Transcribe every one of the lines below word for word, omitting the pictures from your answer.
-- Start of Dataset rows --
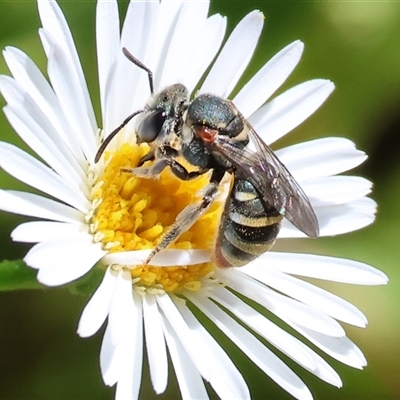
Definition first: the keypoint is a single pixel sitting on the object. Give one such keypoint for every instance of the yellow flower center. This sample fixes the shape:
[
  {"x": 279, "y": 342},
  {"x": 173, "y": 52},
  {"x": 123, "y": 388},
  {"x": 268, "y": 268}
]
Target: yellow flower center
-- End of Dataset rows --
• **Result of this exercise**:
Definition first: the keypoint is a single pixel sitting on the object. Give one such keypoint for every instance of the yellow flower center. This sample fixes the shape:
[
  {"x": 279, "y": 342},
  {"x": 173, "y": 52},
  {"x": 123, "y": 388},
  {"x": 268, "y": 268}
]
Target: yellow flower center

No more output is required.